-- start DATA FOR THE TASK --
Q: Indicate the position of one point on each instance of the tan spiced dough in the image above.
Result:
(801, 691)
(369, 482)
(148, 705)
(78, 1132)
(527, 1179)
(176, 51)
-- end DATA FOR THE TASK --
> [REQUIRED WORK]:
Convert every line of the material above into a numbered list, leaving out any blank lines.

> [RESPONSE TO THIS TASK]:
1. Q: Indicate the position of one point on each instance of the tan spiced dough in the image above.
2. Result:
3. (801, 691)
4. (369, 482)
5. (148, 705)
6. (78, 1132)
7. (527, 1179)
8. (176, 51)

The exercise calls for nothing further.